Revise the passage on C modules between "Programming by modules" and "or Doxygen DocBlocks.", inclusive, so that "callers" stands in place of "clients".

• QUOTED TEXT:
----------

Programming by modules using the C language means splitting every source code into an header file module1.h that specifies how that module talks to the clients, and a corresponding implementation source file module1.c where all the code and the details are hidden. The header contains only declarations of constants, types, global variables and function prototypes that client programs are allowed to see and to use. Every other private item internal to the module must stay inside the code file as they are implementation details clients do not need to know. We will now describe in detail the general structure of the interface and the implementation files.

Module interface

Every interface file should start with a brief description of its purpose, author, copyright statement, version and how to check for further updates. All these information are simply C comments or Doxygen DocBlocks.

Proper C declarations must be enclosed between C preprocessor directives that prevent the same declarations from being parsed twice in the same compilation run. Here is the skeleton of our module1.h interface file using Doxygen DocBlocks:

/**
 * Skeleton example of a C module. Illustrates the general structure of a
 * module's interface.
 * @copyright 2008 by icosaedro.it di Umberto Salsi
 * @license as you wish
 * @author Umberto Salsi <salsi@icosaedro.it>
 * @version 2008-04-23
 * @file
 */

#ifndef module1_H
#define module1_H

/*
 * System headers required by the following declarations
 * (the implementation will import its specific dependencies):
 */
#include <stdlib.h>
#include <math.h>

/*
 * Application specific headers required by the following declarations
 * (the implementation will import its specific dependencies):
 */
#include "module2.h"

----------

• EXTRACTED DATA:
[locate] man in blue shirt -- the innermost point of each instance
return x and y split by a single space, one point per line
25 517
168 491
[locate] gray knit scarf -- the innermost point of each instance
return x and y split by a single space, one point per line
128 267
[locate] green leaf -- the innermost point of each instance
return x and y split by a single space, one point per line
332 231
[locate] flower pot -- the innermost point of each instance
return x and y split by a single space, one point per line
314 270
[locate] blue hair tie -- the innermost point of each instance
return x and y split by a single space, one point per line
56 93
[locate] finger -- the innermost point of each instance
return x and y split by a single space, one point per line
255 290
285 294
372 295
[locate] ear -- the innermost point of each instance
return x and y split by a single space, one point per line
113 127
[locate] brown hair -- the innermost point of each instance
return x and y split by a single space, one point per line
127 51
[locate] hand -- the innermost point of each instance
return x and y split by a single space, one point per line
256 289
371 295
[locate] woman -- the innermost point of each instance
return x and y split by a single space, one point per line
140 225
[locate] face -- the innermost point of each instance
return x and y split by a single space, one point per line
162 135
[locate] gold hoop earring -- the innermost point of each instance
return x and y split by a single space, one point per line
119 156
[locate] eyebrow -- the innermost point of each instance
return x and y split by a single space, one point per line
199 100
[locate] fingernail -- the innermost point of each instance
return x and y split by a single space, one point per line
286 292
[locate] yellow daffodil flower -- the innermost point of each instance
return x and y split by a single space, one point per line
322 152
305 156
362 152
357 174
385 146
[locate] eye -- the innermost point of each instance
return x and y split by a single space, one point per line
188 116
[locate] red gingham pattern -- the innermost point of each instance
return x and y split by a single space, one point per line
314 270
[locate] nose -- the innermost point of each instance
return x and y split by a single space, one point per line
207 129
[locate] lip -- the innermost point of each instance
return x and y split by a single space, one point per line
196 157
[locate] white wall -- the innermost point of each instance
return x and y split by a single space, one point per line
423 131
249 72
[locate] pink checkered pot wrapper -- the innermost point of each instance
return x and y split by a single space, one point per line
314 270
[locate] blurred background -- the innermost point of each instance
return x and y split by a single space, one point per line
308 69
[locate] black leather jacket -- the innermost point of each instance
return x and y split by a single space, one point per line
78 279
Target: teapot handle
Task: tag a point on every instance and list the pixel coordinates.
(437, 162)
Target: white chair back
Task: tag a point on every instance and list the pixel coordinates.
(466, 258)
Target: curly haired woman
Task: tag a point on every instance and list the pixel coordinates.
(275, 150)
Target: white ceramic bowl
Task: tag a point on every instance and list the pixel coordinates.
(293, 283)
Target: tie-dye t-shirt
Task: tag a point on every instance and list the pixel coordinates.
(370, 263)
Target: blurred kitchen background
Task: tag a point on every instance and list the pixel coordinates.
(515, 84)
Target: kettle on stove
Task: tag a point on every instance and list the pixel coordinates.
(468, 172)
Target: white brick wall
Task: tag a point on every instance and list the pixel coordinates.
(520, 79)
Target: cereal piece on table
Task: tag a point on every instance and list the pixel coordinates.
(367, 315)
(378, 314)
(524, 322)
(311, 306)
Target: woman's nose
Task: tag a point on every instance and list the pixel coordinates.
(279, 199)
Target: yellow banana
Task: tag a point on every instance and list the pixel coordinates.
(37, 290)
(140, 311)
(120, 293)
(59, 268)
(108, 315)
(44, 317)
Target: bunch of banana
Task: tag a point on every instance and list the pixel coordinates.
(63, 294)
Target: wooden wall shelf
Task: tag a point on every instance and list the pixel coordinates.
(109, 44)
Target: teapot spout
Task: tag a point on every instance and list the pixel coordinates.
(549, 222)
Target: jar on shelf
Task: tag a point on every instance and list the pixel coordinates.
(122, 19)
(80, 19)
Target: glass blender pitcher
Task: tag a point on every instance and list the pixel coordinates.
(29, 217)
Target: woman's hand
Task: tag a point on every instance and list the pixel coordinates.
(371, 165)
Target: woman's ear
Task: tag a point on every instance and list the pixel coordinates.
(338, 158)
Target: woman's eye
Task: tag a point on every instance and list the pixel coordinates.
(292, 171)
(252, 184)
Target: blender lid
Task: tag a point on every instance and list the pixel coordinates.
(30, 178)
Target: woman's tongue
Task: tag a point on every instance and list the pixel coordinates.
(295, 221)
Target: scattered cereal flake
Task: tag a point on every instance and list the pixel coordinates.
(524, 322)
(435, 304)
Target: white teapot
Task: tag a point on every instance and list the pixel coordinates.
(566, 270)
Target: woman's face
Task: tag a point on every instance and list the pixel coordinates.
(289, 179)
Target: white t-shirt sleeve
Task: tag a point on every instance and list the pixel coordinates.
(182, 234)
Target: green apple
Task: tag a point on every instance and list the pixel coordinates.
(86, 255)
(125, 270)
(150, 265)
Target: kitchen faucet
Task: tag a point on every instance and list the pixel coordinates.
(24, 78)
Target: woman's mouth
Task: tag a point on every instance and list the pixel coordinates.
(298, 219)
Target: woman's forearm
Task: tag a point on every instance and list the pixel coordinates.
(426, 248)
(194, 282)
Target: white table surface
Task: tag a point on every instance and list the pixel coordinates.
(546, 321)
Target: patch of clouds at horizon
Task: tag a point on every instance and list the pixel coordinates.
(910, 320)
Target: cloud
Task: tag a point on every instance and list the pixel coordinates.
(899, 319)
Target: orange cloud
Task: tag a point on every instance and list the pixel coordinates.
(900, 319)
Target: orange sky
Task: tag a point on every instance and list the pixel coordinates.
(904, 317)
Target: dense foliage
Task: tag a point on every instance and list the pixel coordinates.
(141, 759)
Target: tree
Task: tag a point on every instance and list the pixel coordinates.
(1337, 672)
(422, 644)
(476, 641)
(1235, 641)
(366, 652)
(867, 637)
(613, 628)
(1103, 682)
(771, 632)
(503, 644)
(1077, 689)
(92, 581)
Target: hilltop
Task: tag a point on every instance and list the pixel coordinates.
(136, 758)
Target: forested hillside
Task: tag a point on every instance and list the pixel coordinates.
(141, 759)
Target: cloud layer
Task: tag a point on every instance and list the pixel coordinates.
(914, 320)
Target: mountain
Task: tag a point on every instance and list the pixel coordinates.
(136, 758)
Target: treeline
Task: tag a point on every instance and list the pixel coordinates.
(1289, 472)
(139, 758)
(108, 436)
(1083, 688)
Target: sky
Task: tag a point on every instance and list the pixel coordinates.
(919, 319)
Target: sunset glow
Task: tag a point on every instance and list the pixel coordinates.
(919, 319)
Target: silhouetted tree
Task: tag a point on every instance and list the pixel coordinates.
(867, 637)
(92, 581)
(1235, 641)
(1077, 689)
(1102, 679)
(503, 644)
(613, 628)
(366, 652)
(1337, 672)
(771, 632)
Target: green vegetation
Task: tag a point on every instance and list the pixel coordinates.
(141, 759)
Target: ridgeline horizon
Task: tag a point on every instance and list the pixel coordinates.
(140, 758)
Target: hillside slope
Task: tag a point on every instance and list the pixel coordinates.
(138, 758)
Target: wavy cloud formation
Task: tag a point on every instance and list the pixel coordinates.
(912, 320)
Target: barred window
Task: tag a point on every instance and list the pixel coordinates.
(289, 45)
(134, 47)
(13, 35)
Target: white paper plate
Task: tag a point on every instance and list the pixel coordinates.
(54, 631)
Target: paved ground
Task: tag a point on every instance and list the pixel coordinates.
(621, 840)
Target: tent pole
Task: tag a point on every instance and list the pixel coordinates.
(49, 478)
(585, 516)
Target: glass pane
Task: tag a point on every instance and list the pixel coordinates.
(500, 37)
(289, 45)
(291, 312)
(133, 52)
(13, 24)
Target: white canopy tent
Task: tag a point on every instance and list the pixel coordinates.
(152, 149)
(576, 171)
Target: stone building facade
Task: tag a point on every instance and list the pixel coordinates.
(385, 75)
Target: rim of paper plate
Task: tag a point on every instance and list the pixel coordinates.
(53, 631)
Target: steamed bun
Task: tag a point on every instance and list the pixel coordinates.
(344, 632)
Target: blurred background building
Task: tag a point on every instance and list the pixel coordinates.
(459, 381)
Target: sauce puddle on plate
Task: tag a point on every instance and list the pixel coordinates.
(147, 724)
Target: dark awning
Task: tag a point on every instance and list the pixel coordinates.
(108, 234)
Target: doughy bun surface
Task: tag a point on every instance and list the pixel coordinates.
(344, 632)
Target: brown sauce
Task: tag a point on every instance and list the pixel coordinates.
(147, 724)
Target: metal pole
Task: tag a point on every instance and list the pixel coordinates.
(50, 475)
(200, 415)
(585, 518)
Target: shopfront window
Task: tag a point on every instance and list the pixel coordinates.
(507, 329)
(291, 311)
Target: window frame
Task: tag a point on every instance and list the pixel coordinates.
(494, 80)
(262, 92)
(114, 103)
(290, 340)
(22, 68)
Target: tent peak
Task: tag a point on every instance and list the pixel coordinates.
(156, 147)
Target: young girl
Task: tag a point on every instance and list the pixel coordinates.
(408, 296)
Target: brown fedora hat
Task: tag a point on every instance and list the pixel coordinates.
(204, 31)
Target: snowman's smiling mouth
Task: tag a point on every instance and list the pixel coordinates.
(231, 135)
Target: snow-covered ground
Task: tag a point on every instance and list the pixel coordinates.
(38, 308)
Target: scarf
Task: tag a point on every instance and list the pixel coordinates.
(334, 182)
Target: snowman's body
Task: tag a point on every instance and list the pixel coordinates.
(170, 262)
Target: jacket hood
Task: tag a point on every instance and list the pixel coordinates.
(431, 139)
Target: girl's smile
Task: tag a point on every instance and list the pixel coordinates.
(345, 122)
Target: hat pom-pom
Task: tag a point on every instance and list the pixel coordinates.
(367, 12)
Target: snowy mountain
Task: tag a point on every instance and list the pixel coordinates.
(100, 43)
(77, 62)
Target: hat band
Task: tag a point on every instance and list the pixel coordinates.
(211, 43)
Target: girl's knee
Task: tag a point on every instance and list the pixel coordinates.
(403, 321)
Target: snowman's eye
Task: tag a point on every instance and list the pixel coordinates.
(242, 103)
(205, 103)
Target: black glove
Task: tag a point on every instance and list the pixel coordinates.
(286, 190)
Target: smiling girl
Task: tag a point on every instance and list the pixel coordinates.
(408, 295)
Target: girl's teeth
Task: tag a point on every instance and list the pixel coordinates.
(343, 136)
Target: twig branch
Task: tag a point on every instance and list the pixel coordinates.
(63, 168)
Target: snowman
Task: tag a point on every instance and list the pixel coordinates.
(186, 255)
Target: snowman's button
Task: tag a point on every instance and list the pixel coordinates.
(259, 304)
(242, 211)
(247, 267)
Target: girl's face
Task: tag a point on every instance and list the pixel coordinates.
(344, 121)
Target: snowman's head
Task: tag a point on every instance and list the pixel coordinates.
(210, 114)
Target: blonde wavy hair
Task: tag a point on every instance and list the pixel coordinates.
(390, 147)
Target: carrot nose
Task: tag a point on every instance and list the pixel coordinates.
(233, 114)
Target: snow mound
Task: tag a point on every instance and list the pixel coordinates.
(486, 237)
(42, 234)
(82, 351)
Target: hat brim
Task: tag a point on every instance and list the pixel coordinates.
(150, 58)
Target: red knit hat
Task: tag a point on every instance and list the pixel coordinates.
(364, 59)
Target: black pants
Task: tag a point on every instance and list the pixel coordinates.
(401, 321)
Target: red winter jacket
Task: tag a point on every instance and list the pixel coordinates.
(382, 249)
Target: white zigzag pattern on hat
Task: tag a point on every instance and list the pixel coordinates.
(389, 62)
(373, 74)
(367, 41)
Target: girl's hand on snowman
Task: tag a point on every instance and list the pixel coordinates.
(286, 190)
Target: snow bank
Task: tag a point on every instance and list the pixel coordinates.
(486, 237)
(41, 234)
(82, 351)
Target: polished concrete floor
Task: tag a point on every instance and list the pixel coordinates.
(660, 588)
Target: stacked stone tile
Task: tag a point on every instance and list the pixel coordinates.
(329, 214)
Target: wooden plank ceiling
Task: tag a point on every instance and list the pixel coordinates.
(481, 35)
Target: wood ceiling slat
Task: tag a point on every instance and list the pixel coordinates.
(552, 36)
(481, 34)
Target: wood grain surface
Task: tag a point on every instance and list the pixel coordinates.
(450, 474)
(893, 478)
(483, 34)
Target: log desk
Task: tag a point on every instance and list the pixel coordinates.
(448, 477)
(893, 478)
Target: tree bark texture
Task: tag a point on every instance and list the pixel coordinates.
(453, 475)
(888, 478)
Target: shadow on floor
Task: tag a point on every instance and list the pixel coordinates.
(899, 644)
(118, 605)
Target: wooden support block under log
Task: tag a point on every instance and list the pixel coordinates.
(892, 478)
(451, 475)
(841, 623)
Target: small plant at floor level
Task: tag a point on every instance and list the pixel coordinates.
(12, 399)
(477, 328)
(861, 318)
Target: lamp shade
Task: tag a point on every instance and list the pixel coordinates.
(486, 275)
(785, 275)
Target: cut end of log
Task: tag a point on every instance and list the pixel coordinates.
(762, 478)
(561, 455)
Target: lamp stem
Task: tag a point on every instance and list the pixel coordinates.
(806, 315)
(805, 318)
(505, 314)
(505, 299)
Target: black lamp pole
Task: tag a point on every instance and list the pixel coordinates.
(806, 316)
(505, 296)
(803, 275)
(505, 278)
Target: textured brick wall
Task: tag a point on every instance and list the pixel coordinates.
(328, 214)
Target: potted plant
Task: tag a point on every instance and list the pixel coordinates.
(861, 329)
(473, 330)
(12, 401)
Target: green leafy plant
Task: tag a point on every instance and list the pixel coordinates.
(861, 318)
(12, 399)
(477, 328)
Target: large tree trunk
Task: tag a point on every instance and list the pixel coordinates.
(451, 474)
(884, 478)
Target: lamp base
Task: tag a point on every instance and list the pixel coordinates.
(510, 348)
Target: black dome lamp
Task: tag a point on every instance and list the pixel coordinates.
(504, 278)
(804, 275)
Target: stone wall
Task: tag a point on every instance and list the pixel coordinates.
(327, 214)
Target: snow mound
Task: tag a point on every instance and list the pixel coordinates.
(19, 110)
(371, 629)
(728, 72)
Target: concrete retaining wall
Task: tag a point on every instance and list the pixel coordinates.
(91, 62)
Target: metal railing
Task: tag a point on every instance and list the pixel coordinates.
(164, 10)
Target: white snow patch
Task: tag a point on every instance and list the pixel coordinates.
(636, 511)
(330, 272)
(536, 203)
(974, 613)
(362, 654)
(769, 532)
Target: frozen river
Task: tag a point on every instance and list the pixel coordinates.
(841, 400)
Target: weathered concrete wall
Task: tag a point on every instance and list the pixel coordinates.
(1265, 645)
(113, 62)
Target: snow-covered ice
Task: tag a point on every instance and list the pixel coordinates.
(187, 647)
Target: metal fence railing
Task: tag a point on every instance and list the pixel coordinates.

----------

• TASK SOLUTION:
Programming by modules using the C language means splitting every source code into an header file module1.h that specifies how that module talks to the callers, and a corresponding implementation source file module1.c where all the code and the details are hidden. The header contains only declarations of constants, types, global variables and function prototypes that client programs are allowed to see and to use. Every other private item internal to the module must stay inside the code file as they are implementation details callers do not need to know. We will now describe in detail the general structure of the interface and the implementation files.

Module interface

Every interface file should start with a brief description of its purpose, author, copyright statement, version and how to check for further updates. All these information are simply C comments or Doxygen DocBlocks.